→ PROBLEM REQUIREMENTS
Say how many lines in the records contain "costume". The reply must consist of the number alone.

Records from a collection
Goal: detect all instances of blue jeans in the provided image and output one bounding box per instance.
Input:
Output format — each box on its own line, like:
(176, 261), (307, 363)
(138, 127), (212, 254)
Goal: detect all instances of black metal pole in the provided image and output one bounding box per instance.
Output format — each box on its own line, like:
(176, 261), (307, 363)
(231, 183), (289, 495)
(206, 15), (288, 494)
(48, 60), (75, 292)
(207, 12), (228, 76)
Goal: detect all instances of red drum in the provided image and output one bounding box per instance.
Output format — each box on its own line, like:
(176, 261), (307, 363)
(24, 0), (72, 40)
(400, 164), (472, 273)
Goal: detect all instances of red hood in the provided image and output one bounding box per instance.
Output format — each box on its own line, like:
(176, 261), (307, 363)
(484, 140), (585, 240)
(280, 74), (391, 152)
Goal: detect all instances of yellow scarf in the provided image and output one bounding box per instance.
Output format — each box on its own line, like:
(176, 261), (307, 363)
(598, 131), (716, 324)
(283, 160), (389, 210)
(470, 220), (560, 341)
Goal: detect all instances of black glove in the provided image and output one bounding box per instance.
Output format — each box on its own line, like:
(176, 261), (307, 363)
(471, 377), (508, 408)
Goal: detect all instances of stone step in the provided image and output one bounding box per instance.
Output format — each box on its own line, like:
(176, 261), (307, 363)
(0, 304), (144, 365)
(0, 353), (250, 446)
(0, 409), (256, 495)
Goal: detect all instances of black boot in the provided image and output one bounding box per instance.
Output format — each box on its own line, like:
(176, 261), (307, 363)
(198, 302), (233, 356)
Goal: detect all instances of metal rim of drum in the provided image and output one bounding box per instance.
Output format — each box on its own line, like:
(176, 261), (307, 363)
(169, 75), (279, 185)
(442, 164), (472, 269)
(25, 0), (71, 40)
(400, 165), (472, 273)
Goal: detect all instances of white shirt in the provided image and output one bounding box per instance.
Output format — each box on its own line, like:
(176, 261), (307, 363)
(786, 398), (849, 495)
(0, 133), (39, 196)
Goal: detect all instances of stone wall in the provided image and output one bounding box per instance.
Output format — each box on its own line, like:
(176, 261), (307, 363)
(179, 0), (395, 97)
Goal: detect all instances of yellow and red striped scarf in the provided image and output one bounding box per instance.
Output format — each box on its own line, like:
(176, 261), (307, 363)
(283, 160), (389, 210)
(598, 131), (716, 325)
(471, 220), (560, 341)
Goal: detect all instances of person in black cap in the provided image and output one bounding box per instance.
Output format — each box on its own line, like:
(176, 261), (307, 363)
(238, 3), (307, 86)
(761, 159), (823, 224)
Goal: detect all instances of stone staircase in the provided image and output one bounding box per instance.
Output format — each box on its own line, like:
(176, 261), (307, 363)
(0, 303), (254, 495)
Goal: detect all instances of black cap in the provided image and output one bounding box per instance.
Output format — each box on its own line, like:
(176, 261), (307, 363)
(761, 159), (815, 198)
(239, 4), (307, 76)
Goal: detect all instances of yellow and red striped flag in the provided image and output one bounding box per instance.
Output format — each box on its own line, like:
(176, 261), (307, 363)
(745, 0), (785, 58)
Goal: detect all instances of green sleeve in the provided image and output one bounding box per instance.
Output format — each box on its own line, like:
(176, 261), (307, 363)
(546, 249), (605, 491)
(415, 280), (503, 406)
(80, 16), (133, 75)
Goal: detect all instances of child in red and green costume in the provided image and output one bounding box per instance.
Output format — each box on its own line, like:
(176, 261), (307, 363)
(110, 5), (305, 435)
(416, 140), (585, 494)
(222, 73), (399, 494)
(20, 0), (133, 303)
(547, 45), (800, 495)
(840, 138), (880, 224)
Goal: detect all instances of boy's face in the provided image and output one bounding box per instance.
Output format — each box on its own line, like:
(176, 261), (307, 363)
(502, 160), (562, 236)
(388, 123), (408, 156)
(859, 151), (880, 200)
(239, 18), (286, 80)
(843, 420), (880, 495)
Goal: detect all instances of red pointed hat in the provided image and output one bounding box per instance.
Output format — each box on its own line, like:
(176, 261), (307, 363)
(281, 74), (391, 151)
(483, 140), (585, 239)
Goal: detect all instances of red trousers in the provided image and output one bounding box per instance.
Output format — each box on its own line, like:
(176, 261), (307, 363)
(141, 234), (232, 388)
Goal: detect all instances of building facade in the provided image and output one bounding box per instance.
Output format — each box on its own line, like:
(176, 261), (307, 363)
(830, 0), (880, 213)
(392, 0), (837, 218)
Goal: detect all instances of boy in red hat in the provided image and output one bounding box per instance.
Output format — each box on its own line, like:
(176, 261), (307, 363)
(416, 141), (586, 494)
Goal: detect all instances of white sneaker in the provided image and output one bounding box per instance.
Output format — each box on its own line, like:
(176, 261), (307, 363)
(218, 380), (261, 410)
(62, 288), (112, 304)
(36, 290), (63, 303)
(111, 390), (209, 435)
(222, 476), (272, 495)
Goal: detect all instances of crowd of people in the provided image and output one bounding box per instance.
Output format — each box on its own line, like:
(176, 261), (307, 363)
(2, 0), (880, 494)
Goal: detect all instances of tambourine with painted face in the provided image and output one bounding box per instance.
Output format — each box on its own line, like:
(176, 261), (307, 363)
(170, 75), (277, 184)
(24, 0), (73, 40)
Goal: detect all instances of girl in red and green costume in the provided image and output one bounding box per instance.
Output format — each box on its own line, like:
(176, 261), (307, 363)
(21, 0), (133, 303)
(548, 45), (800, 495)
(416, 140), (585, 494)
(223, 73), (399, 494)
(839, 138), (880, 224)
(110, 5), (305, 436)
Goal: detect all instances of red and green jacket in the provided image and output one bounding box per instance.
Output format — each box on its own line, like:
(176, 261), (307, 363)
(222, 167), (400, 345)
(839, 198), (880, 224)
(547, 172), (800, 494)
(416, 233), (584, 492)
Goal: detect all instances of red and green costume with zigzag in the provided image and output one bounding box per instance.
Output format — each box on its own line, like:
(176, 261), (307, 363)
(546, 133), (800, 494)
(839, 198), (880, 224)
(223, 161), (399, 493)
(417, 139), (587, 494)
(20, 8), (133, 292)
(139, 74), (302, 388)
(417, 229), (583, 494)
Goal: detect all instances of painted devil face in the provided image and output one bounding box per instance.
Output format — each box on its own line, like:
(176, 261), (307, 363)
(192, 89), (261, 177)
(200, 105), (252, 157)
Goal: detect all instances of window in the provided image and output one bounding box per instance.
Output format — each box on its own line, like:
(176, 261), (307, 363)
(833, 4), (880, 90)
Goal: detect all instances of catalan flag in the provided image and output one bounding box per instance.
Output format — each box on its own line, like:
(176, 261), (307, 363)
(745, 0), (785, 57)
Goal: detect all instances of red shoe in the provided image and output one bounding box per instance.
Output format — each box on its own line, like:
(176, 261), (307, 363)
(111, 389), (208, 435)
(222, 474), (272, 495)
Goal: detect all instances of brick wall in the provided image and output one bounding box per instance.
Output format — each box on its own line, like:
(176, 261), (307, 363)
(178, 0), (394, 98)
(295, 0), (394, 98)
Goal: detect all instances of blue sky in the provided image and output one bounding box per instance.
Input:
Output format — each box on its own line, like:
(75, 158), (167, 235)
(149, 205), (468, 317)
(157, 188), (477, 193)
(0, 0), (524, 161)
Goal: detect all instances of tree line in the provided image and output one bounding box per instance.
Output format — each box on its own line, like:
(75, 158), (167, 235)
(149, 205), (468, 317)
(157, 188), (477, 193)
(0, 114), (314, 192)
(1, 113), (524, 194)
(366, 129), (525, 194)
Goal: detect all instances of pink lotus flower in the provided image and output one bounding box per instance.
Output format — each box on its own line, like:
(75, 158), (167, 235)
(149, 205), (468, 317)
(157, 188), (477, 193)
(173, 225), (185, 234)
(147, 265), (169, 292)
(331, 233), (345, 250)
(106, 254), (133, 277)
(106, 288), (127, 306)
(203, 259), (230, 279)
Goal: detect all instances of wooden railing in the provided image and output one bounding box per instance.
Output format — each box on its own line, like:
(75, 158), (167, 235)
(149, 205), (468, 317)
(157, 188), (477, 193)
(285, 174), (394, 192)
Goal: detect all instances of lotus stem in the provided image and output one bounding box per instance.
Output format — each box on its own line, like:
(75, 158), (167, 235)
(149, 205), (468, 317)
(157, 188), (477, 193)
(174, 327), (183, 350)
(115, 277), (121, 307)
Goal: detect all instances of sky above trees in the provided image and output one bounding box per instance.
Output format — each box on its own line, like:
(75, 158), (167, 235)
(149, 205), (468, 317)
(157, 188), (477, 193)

→ RESPONSE FOR THIS EXERCISE
3